— Exercise details —
Every record below is to be copied exactly, with its images omitted.

— Available data —
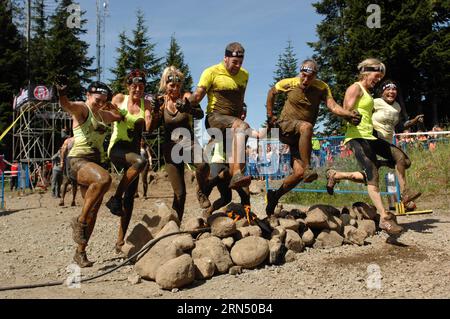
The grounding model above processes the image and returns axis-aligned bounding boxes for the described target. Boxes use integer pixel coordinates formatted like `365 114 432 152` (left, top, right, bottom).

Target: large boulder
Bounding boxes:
191 236 233 274
313 230 344 249
155 254 195 290
285 229 304 253
134 221 190 280
182 217 207 232
135 242 182 280
230 236 269 269
142 202 180 237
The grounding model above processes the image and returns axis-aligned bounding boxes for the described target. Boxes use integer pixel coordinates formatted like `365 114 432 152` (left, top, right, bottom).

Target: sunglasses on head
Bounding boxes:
167 75 182 83
127 77 145 85
382 83 397 91
300 66 316 74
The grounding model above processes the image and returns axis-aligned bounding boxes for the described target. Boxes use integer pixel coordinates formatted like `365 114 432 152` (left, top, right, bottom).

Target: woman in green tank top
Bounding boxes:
104 69 154 254
324 58 410 235
55 76 123 267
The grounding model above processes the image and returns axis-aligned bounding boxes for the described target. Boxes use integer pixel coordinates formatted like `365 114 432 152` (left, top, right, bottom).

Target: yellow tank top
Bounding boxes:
68 105 108 162
344 82 377 143
108 95 145 154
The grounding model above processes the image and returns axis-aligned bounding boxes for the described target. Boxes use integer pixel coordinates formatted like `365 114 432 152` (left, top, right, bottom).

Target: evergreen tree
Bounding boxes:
127 10 162 93
270 40 298 117
29 0 48 84
46 0 95 99
164 35 193 93
0 1 27 158
109 31 131 94
309 0 450 133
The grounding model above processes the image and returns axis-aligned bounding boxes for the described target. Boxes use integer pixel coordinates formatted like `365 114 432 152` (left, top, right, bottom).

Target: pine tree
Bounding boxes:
46 0 95 99
29 0 48 84
164 35 193 93
309 0 450 133
0 1 27 158
127 9 162 94
270 40 298 117
109 31 131 94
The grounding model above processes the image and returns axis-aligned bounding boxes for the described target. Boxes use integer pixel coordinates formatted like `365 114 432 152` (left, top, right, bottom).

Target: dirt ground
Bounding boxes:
0 177 449 299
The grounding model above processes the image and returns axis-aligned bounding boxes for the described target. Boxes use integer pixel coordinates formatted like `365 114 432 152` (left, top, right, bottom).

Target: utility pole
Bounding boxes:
96 0 109 82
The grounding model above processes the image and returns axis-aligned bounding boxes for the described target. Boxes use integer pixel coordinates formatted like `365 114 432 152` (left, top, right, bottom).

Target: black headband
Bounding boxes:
382 83 397 91
300 66 316 74
127 76 146 85
225 49 244 58
360 65 385 73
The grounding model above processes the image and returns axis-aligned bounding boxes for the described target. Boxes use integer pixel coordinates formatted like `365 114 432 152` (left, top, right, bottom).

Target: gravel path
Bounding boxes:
0 179 449 299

— Task response —
The grounding model above processes the image and returns axis-aligned bounding boxes for the described target. Boxes use integer pixel coordinates formatted like `365 114 432 152` (left, top, right, bottom).

Target: large boulder
Bounding boxes:
191 236 233 274
313 230 344 249
155 254 195 290
285 229 304 253
134 221 190 280
182 217 207 232
135 242 182 280
230 236 269 269
142 202 180 237
The grounding model above processes the image and returns axis-aligned bounding boxes for the described target. Boxes use integer pixel coordinates formatted like `365 114 432 152` (left, top, right, bottom).

Target: sunglasses on head
Bounding boxes:
167 75 182 83
127 77 145 85
382 83 397 91
300 66 316 74
The grounding model above processes the image and returns axis-aligned bounding boxes for the described target. Boxes use integer pixel coordinates formatted like `365 114 432 152` (left, top, right, bottom).

Target: woman in green tank top
Bounding boxes:
104 69 154 254
324 58 410 235
55 76 123 267
The grounding model above processes the image and returns axis-aligned bounding boxes for the described target. Boxes use integer pixel coordinates formatted like `365 114 432 152` (left, top, right, bottom).

Target: yellow tank top
Bounding boxes:
68 105 108 162
344 82 377 143
108 95 145 154
The grounding model above processes the image and returns axis-aligned bounding boxes for the described target. Boxes use integer pixel coordinates formatted like `365 114 432 152` (left, top, right, bottom).

Target: evergreen tree
Bounding boxes:
127 10 162 93
270 40 298 117
29 0 48 84
46 0 95 99
164 35 193 93
0 1 27 158
109 31 131 94
309 0 450 133
The grounding model above processes the image and returns axis-aligned bounding boxes for the described target. Boxes use integer pixel coordinates formatted like `365 114 432 152` (left, top, right, bottom).

Target: pine tree
Bounding boxes:
46 0 95 99
29 0 48 84
164 35 193 93
309 0 450 133
0 1 27 158
127 9 162 94
270 40 298 117
109 31 131 94
The grounding model above processes the image and returns axis-aligned bounding boxes for the described target. Boxes use integer pixel coordinates formatted like `365 114 432 152` (left, top, right, bottom).

Target: dirt ground
Bounding boxes:
0 177 449 299
The grounding model above processes the image and returns axis-aligned bounding boxes for the described target. Boxes use integer pixel coordinates formatted like `365 114 432 152` (left, top, right, bottom).

Target: utility pole
Bounding boxes:
96 0 109 82
The grounding model above processes the image and returns axis-aligned bounding boxes for the described target. Boxes use integer pixel coordinates formatted like `365 114 432 152` (left, top, right, bottom).

Target: black headband
Bounding boxes:
382 83 397 91
300 66 316 74
127 76 146 85
225 49 244 58
360 65 385 73
The grounding model above processes the image and returns axis-aligned bounding boxes for the described target. Boxes use integer pixel coordinates formatted like `365 114 432 152` (left, top, right, bottom).

Target: gravel path
Bounding boxes:
0 179 449 299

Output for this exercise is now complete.